My Lords, I am obliged to the Minister for his reply. For reasons beyond the control of both of us, this amendment was not discussed in Committee, so before we conclude this debate I would like to ask him one or two more questions. However, I shall first comment on his contribution. It was extremely full and he obviously took a great deal of trouble over it. I thank him for that.
I was a bit puzzled by the Minister’s remark about the European Court of Justice and the uncertainty that a court might experience when making a decision in the context of my amendment. Whether a directive is implemented in terms or elaborated by the national legislature, an English court is in entirely the same position in relation to a matter of interpretation. Even if a directive has been implemented in national law, the ultimate arbiter of what that law means will be the European Court of Justice. Since we have been a member of the Community, there have been countless occasions when a matter at issue in a dispute over a British statute that derives from a Community directive has been referred by the British court to the ECJ. Therefore, in my respectful submission, the distinction that the Minister makes in that part of his argument is a distinction without a difference.
One of the illustrations to which the Minister drew your Lordships’ attention was social legislation. However, it has always been accepted in the social sector in the Community that a directive provides a minimum series of social standards, not an exclusive series. At no stage has there been an obligation on the UK Government to accept the minimum necessary, and I do not see my amendment covering circumstances such as that.
The one reassuring point that the Minister makes—and this is the one point that gives me pause for thought about the absolutism of my amendment—was his reference to what I think is called the Cabinet Office transposition guide. The noble Lord nods his head. I am not sure whether it is because of my own negligence or the fact that this document is not easily available that I have not seen it; it is probably the former. But I was very interested to hear what the Minister said about it because it suggests that if what is contained in the transposition document is widely applied by departments, then gold-plating ought not to be a problem. These are very strict requirements in the document.
Can the Minister tell us a bit more about the document, its degree of transparency, the frequency of its updating and, above all, the authority it carries with Secretaries of State and, in particular, Permanent Secretaries in departments? How thoroughly are regulations supervised by Permanent Secretaries to ensure that the Cabinet document to which the Minister referred is actually complied with? The way he described the document suggests that it ought to be extremely difficult to gold-plate any Community directive.
The Minister may feel that at this stage he cannot answer these questions—I do not know. I apologise to him for putting him to the trouble of having to stand up another time. When I drafted the amendment I had not really addressed this area, so this is a genuine inquiry.

★ ★ ★ ★ ★ ★ ★

_TASK INSTRUCTIONS_:
Answer each question from the speech.
(a) Which court does the speaker call the ultimate arbiter of what a law implementing a directive means?
(b) In the social sector of the Community, what has it always been accepted that a directive provides?
(c) Which document mentioned by the Minister gives the speaker pause about the absolutism of the amendment?
The lines that come after this speech are separate material and have no connection to it.

_DATA SHOWN_:
★ ★ ★ ★ ★ ★ ★

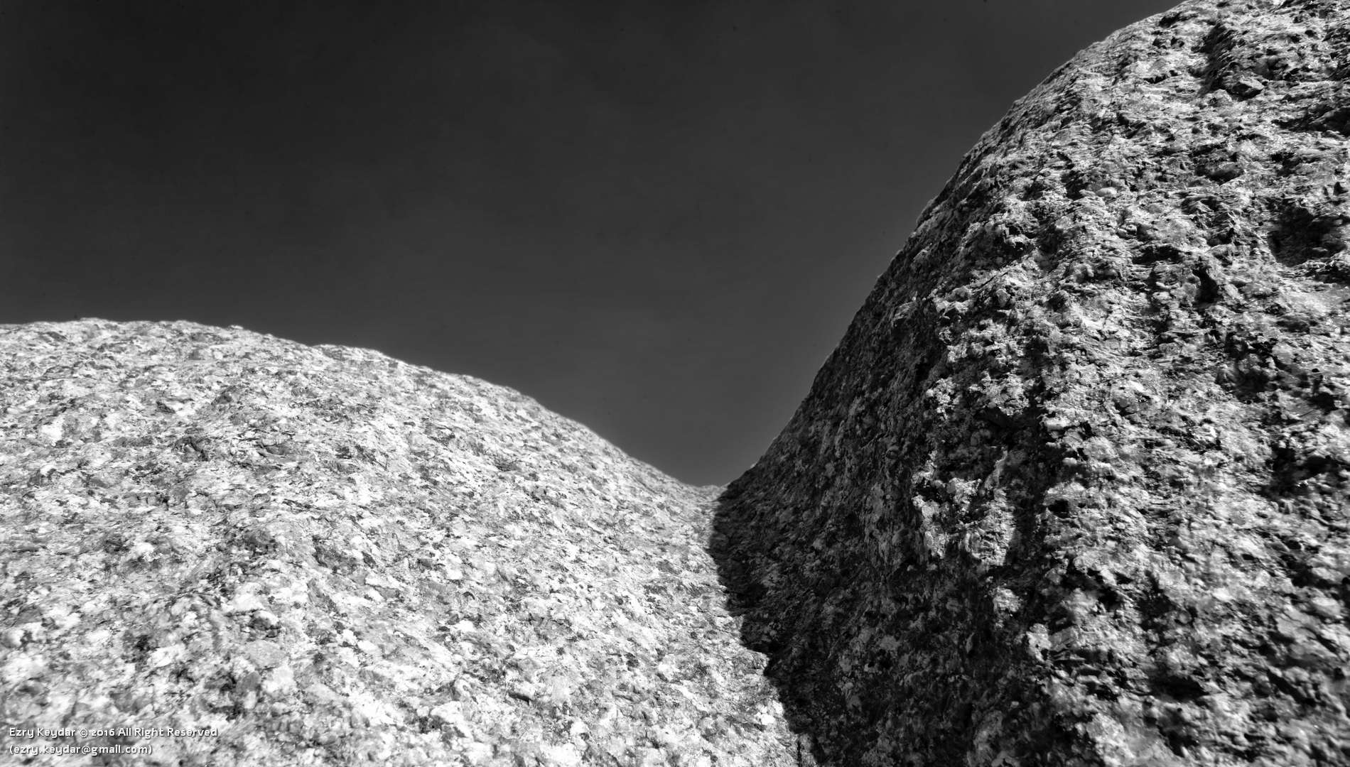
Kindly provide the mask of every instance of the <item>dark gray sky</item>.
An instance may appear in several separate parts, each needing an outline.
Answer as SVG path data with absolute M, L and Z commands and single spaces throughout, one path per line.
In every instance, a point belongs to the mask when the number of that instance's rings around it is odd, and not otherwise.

★ ★ ★ ★ ★ ★ ★

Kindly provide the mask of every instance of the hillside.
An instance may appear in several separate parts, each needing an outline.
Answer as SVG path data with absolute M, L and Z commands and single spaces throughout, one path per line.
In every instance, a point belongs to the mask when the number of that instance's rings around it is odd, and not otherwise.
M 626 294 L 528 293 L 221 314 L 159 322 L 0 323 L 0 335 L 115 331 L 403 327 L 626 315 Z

★ ★ ★ ★ ★ ★ ★

_SOLUTION TO THIS TASK_:
(a) The European Court of Justice.
(b) A minimum series of social standards, not an exclusive series.
(c) The Cabinet Office transposition guide.